*** Begin section ***
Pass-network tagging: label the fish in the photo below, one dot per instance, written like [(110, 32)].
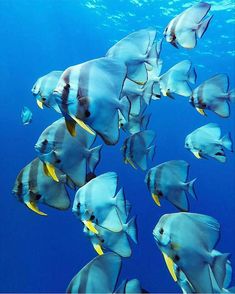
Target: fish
[(188, 240), (137, 148), (176, 80), (206, 142), (43, 90), (57, 149), (168, 181), (131, 286), (89, 94), (137, 52), (26, 116), (225, 279), (99, 276), (135, 123), (117, 242), (98, 203), (187, 27), (213, 95), (33, 187)]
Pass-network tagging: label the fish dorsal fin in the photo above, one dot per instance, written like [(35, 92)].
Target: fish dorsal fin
[(212, 130), (179, 168), (105, 268), (112, 221), (179, 199), (222, 108), (217, 85), (209, 228)]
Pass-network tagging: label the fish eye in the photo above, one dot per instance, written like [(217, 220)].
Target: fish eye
[(176, 258), (38, 196), (87, 113)]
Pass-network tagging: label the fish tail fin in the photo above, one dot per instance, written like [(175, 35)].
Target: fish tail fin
[(191, 189), (231, 95), (125, 107), (218, 268), (151, 152), (202, 27), (145, 121), (131, 229), (227, 142), (94, 157)]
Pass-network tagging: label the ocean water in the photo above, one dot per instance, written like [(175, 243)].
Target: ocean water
[(42, 254)]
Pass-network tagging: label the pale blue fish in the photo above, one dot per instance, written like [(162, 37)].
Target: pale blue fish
[(138, 148), (26, 116), (169, 181), (206, 142), (98, 203), (213, 95), (115, 241), (43, 90), (135, 124), (90, 94), (136, 51), (130, 286), (99, 276), (185, 28), (33, 187), (176, 80), (188, 240), (70, 155)]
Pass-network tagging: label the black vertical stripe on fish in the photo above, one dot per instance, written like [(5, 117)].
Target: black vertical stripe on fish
[(19, 184), (83, 91), (65, 92), (33, 175)]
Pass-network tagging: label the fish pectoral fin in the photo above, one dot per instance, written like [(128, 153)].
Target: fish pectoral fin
[(170, 266), (40, 104), (156, 199), (90, 226), (130, 162), (201, 111), (83, 125), (98, 249), (197, 154), (51, 171), (32, 205)]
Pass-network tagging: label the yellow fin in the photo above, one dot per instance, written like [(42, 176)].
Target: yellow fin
[(83, 125), (90, 226), (40, 104), (156, 199), (197, 154), (32, 205), (52, 172), (201, 111), (98, 249), (71, 127), (170, 266), (131, 163)]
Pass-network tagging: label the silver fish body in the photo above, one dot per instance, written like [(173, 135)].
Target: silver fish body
[(188, 240), (206, 142), (168, 181), (43, 90), (26, 116), (70, 155), (186, 27)]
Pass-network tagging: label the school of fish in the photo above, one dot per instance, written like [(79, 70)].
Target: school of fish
[(101, 97)]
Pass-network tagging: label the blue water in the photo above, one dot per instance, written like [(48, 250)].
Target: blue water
[(42, 254)]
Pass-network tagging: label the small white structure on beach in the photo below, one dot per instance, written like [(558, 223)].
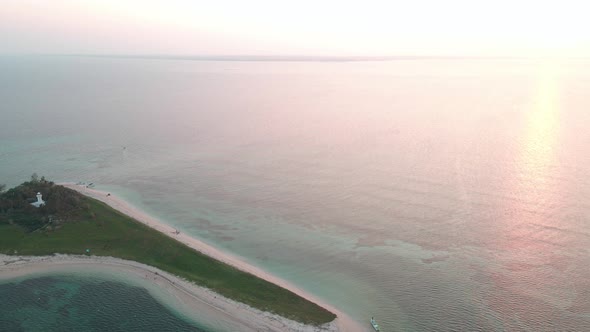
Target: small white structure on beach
[(39, 201)]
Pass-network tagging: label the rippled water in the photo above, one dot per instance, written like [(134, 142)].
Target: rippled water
[(67, 303), (435, 195)]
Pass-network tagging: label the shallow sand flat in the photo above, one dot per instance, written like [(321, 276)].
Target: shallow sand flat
[(342, 323), (192, 298)]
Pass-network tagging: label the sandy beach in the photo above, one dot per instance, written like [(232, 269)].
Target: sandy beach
[(195, 296)]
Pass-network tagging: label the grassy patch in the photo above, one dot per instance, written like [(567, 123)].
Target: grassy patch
[(106, 232)]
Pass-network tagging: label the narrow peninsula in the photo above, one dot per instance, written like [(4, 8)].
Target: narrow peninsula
[(41, 218)]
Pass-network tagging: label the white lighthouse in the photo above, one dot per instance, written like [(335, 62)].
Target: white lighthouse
[(39, 201)]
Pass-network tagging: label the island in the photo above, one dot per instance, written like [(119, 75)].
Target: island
[(40, 218)]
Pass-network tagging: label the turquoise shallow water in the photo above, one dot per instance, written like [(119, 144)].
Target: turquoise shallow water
[(73, 303), (435, 195)]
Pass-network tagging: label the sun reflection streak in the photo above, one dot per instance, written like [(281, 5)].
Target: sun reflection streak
[(537, 152)]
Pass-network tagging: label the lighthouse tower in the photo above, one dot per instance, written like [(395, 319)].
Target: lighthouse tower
[(39, 201)]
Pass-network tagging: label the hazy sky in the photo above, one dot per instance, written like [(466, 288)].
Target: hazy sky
[(298, 27)]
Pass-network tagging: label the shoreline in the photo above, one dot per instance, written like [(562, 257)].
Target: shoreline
[(342, 321), (188, 297)]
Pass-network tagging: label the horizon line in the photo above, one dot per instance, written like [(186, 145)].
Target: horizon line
[(299, 58)]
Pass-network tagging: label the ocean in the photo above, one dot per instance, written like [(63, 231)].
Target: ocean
[(432, 194), (73, 303)]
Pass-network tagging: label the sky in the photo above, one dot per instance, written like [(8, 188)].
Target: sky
[(298, 27)]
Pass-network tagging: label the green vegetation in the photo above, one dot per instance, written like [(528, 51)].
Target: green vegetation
[(70, 223)]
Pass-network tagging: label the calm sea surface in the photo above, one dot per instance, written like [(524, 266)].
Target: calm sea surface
[(435, 195), (66, 303)]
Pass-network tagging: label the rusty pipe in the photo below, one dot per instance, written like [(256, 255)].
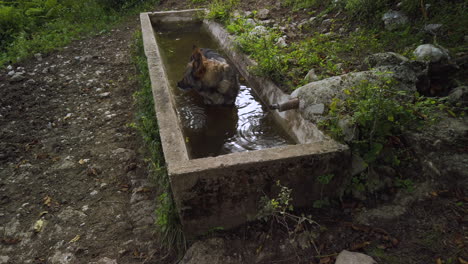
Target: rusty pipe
[(284, 106)]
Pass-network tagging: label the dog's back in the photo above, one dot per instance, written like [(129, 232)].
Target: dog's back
[(212, 77)]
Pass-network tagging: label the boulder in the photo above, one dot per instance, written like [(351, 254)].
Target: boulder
[(394, 19), (384, 59), (311, 76), (431, 53), (348, 257), (212, 251), (323, 91), (459, 95), (263, 14), (434, 29)]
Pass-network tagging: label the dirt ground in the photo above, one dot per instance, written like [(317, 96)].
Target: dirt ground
[(74, 185)]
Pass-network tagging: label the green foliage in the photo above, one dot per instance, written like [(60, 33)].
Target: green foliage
[(287, 66), (365, 9), (31, 26), (221, 9), (280, 210), (300, 4), (379, 111), (167, 220)]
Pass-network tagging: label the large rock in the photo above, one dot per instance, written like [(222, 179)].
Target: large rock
[(263, 14), (347, 257), (439, 148), (211, 251), (323, 91), (429, 52), (394, 19), (384, 59), (459, 95)]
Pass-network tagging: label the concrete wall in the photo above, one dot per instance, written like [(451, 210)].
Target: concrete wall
[(225, 191)]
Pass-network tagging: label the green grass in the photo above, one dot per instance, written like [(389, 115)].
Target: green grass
[(167, 220), (29, 27)]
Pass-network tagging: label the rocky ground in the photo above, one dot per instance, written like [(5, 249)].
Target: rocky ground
[(74, 186)]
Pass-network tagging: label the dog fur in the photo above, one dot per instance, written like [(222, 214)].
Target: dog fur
[(209, 74)]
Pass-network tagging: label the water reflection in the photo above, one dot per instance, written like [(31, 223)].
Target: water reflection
[(215, 130)]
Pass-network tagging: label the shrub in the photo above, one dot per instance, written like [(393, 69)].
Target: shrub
[(365, 9)]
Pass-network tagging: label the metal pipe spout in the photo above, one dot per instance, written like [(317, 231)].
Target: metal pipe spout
[(284, 106)]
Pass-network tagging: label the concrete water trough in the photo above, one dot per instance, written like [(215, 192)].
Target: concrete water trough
[(225, 191)]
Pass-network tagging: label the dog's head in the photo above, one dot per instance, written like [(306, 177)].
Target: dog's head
[(194, 71)]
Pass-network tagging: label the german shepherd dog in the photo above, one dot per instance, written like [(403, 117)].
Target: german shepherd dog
[(209, 74)]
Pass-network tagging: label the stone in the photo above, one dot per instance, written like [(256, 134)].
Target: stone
[(358, 165), (281, 42), (326, 24), (348, 257), (250, 21), (311, 76), (85, 58), (433, 29), (394, 19), (315, 109), (104, 95), (384, 59), (349, 130), (259, 31), (429, 52), (211, 251), (263, 14), (312, 20), (17, 77), (62, 258), (38, 56), (323, 91), (107, 260), (4, 259), (459, 95), (248, 14)]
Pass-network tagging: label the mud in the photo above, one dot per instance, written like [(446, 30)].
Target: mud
[(73, 184)]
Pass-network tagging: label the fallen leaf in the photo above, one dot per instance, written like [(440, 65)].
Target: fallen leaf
[(76, 238), (83, 161), (124, 187), (10, 241), (43, 213), (93, 171), (38, 226), (356, 246), (47, 200), (143, 190)]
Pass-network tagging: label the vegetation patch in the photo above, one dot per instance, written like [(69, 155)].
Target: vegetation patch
[(31, 26), (167, 219)]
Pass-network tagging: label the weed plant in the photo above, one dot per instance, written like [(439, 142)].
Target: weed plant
[(221, 9), (31, 26), (167, 220)]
*** End section ***
■ WHAT THE EXERCISE ASKS ■
Report every line of the preceding listing where the string "below" occurs.

■ TASK ANSWER ■
Pass-network tagging: label the fish in the photo below, one dot per instance, written like [(110, 32)].
Pass-network tagging: label the small white structure on beach in the photo below, one dot per instance, written like [(558, 223)].
Pass-network tagging: label the rusty pipe in the photo below, one dot per instance, written like [(256, 255)].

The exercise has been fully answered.